**AIM**
Scale the stretch from the start of the rows through the line containing "x=228 y=602", both ends included. Reproduce those lines with all other text unchanged, multiply every x and y coordinate in the answers by 1.5, round each to the nearest whole number with halves rounded up, and return only those lines.

**RECORDS PROVIDED**
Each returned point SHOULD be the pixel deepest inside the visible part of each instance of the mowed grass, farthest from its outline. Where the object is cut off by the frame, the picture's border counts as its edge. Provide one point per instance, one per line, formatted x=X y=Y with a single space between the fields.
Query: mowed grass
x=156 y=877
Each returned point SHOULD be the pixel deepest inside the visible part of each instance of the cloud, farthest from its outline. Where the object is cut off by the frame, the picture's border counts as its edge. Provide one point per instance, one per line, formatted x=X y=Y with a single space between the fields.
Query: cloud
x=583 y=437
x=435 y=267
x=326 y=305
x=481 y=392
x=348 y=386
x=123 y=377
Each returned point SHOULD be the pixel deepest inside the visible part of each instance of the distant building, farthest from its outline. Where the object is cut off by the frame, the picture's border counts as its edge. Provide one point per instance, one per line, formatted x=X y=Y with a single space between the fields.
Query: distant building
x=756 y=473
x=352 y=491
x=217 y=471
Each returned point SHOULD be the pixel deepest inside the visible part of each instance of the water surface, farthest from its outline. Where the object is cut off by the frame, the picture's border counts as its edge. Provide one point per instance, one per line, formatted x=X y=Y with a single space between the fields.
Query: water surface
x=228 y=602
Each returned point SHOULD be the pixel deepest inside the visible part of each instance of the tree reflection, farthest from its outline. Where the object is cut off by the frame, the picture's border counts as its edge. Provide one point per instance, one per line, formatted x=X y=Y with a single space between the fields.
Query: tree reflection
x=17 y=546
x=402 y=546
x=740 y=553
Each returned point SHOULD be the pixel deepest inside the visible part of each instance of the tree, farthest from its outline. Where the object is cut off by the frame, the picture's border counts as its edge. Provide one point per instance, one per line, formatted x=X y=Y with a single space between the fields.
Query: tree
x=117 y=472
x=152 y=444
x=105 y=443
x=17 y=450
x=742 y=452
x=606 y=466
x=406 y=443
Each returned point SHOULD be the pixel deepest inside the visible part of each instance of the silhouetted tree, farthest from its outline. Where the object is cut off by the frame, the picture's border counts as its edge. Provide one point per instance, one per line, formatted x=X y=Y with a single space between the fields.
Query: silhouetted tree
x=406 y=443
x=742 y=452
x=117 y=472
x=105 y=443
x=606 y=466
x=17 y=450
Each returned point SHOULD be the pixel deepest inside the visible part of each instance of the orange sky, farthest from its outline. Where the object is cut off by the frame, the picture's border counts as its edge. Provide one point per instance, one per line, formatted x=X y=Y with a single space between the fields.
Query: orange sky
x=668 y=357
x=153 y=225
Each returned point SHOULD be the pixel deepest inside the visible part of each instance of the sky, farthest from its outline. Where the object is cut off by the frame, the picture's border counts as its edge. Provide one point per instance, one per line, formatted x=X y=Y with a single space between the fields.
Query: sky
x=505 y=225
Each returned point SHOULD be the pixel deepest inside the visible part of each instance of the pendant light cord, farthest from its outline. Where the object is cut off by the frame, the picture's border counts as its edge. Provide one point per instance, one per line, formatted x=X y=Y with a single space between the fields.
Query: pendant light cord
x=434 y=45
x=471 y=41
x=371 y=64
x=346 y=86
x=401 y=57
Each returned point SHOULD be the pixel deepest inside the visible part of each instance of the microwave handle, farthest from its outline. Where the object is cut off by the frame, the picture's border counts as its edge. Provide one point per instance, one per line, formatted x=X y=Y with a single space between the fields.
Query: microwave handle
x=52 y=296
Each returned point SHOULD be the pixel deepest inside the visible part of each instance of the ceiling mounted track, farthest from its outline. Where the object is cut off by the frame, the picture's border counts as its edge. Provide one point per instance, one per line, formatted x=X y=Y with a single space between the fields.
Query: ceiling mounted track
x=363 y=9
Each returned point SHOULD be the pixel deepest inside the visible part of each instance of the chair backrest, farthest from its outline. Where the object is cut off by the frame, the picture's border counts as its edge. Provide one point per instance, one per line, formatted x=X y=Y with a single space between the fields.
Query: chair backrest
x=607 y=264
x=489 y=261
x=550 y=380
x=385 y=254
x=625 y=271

**TASK RESULT**
Each returned point SHOULD be the pixel deepest inside the visible part of each instance of the mowed grass, farthest from its outline. Where the object is cut off by the frame, the picture's border counts as its edge. Provide one point per instance, one per line, formatted x=X y=Y with a single space between the fields.
Query: mowed grass
x=234 y=1316
Each returned point SHOULD be the pixel deepest inside the visible part of each instance of the cloud, farthest from its outline. Where the object is cut off by the frame, the picture's border counts as its edge. Provide one point per instance, one per line, formatted x=X y=Y with a single space between the fields.
Query: cloud
x=875 y=656
x=653 y=401
x=489 y=458
x=722 y=588
x=522 y=579
x=185 y=566
Each returned point SHOULD be the pixel deepest inside the visible part of each instance of the distant building, farthest from its outline. Where the object is cut off by the frame, the picture's border counts as its edge. Provide one point per instance, one per line, formatted x=X y=Y with a single space between the fields.
Query: distant building
x=1134 y=710
x=528 y=737
x=326 y=707
Each returned point SHOULD be the pixel deepest inside the visible part of each instance of the water surface, farthest from its outline. Where the object is cut off by the frame, the picture's border counts as its edge. Provide one point per instance, one per line, formatted x=X y=Y with a single space between the fields.
Query: water surface
x=342 y=903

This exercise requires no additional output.